*AUFGABENSTELLUNG 1:*
Kannst du aus dem Text über die Cum-Ex-Geschäfte wörtlich wiedergeben, was mit den Worten „Die Anwälte von“ beginnt und nach „zwei Millionen jährlich.“ endet?

*EXTRAHIERTER TEXT:*
+ + +

Ausgabe 06/2020
Das lief doch wie geschmiert
Hallo Bürgerinnen und Bürger, hier ist Eure Bundesregierung, der Finanzminister. Wir heißen Hans Eichel, Peer Steinbrück, Wolfgang Schäuble, Olaf Scholz. Wir haben eine Frage: Ist es legal, dass wir einem Aktienbesitzer eine Steuer zurückzahlen, die der gar nicht bezahlt hat? Wir sind da unsicher. Bitte sagt uns Eure Meinung. Wir werden uns dann nach der Meinung des Volkes richten, wir sind ja schließlich eine Demokratie. Also bitte abstimmen!
Leider hat sich keiner der bundesdeutschen Finanzminister von SPD und CDU in dieser Frage an die Bevölkerung gewandt. Dabei wäre die Frage doch einfach zu beantworten, oder? Wer eine bestimmte Steuer, hier die Kapitalertragssteuer auf eine Aktien-Dividende, gar nicht bezahlt hat, darf sie auch nicht rückerstattet bekommen, oder? Die Finanzminister wussten aber nicht, wie sie diese einfache Frage beantworten sollten. Deshalb fragten sie hochbezahlte Besserwisser. Das war die "renommierte", global tätige Wirtschaftskanzlei Freshfields mit Hauptsitz im Finanzzentrum London. Sie wusste die Antwort: Ja, es ist legal, eine nicht gezahlte Kapitalertragssteuer darf auch an einen Aktionär ausgezahlt werden, der gar keine Kapitalertragssteuer gezahlt hat. Und diese Operation wurde möglich, weil andere "renommierte", hochbezahlte Besserwisser die sogenannten Cum-Ex-Geschäfte entwickelt hatten: Kurz vor dem Auszahlungstag der Dividende an den Aktionär leiht sich ein zweiter oder auch ein dritter "Investor" gegen eine kleine Gebühr die Aktie aus ("Leerverkäufe"), gibt sich seinem Finanzamt gegenüber als Aktienbesitzer aus und behauptet, der zuständige Konzern, zum Beispiel Siemens oder die Depotbank, habe gesetzes-treu die Kapitalertragssteuer zurückbehalten. Weil es für Aktionäre viele Steuervergünstigungen gibt, haben die meisten das Recht, dass ihnen die Steuer rückerstattet wird.
Die schlecht ausgestatteten Finanzämter blickten bei den komplizierten Karussellgeschäften nicht durch.
Die Anwälte von Freshfields stellten den beteiligten Banken, also zum Beispiel der Deutschen Bank, der Commerzbank, der Warburg und Maple-Bank, Gutachten aus: Die Rückzahlung nicht gezahlter Steuer ist legal! In der Frankfurter Freshfields-Zentrale, einem 100 Meter hohen Glasturm gegenüber der Alten Oper, wurde die Steuerabteilung auf zwei Etagen ausgeweitet. Der Chef Ulf Johannemann wurde im seligen Cum-Ex-Jahr 2007 auch Chef der weltweiten Freshfields-Steuerabteilung und verdiente zwei Millionen jährlich.

+ + +

*AUFGABENSTELLUNG 2:*
Schreibst du die Datensätze unten von ihrer ersten Zeile bis einschließlich der Zeile mit „[[489, 123]]“ als nummerierte Liste um? Lass dabei Leerzeilen und Bilder weg.

+ + +

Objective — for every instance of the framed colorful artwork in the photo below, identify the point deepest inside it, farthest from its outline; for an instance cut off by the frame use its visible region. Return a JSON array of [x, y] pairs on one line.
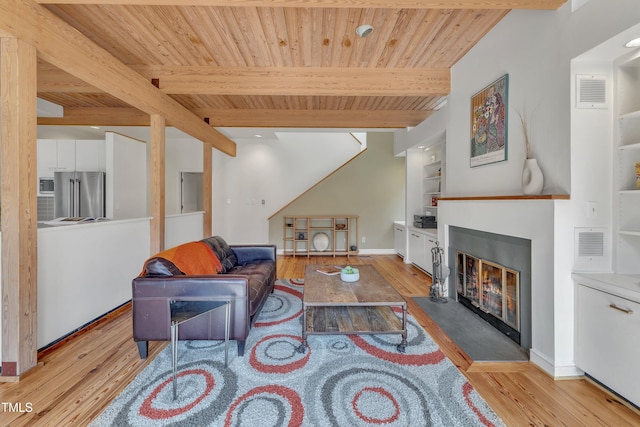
[[489, 123]]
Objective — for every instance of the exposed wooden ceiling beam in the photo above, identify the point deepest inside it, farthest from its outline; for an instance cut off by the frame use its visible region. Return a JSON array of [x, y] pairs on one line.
[[247, 118], [98, 117], [301, 81], [358, 4], [63, 46]]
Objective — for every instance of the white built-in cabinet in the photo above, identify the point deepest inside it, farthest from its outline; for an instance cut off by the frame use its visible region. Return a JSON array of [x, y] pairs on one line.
[[607, 325], [420, 245], [626, 169], [607, 345], [400, 239], [425, 185], [432, 177], [70, 155]]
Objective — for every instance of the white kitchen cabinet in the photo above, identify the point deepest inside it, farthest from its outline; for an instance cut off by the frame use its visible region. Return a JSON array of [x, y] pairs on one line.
[[607, 338], [420, 244], [400, 239], [89, 155], [47, 157], [69, 155], [66, 155]]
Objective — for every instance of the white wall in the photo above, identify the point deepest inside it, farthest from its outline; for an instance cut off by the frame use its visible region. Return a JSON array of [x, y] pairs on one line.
[[536, 49], [274, 170], [183, 228], [85, 271], [182, 155], [126, 177]]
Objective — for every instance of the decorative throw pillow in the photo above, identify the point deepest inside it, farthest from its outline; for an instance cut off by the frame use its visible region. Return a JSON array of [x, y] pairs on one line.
[[222, 250], [193, 258], [156, 266]]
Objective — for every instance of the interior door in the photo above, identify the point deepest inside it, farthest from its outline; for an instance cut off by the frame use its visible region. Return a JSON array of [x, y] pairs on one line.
[[190, 192]]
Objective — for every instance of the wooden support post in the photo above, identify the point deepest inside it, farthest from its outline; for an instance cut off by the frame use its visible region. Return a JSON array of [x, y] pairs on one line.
[[18, 82], [157, 182], [207, 188]]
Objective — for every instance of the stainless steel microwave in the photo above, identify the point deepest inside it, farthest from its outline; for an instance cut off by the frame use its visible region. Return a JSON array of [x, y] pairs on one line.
[[46, 186]]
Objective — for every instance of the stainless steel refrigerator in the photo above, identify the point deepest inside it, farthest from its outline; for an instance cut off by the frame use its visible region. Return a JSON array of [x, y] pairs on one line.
[[79, 194]]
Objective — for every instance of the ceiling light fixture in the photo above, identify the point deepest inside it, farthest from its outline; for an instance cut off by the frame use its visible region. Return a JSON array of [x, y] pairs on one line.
[[633, 43], [364, 30]]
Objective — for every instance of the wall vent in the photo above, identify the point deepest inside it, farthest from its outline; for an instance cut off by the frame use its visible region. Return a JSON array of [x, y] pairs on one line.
[[591, 91], [592, 249]]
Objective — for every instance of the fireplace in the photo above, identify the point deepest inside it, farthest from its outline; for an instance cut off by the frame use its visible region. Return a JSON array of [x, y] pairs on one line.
[[492, 278]]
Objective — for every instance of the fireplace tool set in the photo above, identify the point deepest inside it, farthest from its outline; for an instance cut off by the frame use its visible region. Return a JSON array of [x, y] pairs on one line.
[[439, 275]]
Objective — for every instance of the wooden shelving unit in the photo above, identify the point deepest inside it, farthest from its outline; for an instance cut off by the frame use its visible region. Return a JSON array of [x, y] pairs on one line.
[[321, 235]]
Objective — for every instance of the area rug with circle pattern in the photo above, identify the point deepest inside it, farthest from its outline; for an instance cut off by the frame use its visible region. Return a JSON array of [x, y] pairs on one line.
[[341, 380]]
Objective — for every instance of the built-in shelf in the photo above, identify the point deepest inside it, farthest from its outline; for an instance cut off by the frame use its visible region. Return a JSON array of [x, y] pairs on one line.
[[515, 197], [338, 235], [634, 146], [629, 233]]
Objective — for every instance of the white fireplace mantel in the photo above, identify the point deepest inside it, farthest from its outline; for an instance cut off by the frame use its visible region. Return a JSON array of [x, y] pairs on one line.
[[539, 219]]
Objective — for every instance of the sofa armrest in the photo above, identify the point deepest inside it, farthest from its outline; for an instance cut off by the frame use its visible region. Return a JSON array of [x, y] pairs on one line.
[[191, 287], [251, 253]]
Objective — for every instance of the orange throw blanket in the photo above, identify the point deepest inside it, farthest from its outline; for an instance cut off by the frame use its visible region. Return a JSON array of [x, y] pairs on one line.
[[193, 258]]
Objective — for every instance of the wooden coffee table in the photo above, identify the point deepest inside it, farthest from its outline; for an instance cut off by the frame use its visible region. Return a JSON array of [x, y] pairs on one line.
[[331, 306]]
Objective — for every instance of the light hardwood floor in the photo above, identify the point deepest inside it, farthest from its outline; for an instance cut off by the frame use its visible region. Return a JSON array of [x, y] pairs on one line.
[[79, 378]]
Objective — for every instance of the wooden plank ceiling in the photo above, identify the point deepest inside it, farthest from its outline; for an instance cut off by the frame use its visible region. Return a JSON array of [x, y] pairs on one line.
[[272, 63]]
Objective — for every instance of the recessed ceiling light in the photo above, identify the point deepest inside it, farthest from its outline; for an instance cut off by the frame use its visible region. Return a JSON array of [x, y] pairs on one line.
[[364, 30], [633, 43]]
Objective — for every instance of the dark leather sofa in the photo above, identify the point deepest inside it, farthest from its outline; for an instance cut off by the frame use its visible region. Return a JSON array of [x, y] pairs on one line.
[[248, 276]]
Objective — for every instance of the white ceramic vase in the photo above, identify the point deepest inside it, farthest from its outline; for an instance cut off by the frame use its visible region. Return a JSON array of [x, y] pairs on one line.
[[532, 179]]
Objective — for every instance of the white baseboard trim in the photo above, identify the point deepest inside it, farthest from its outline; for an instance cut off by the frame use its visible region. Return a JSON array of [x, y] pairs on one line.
[[564, 371]]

+ + +

*ENDERGEBNIS 1:*
Die Anwälte von Freshfields stellten den beteiligten Banken, also zum Beispiel der Deutschen Bank, der Commerzbank, der Warburg und Maple-Bank, Gutachten aus: Die Rückzahlung nicht gezahlter Steuer ist legal! In der Frankfurter Freshfields-Zentrale, einem 100 Meter hohen Glasturm gegenüber der Alten Oper, wurde die Steuerabteilung auf zwei Etagen ausgeweitet. Der Chef Ulf Johannemann wurde im seligen Cum-Ex-Jahr 2007 auch Chef der weltweiten Freshfields-Steuerabteilung und verdiente zwei Millionen jährlich.

*ENDERGEBNIS 2:*
1. Objective — for every instance of the framed colorful artwork in the photo below, identify the point deepest inside it, farthest from its outline; for an instance cut off by the frame use its visible region. Return a JSON array of [x, y] pairs on one line.
2. [[489, 123]]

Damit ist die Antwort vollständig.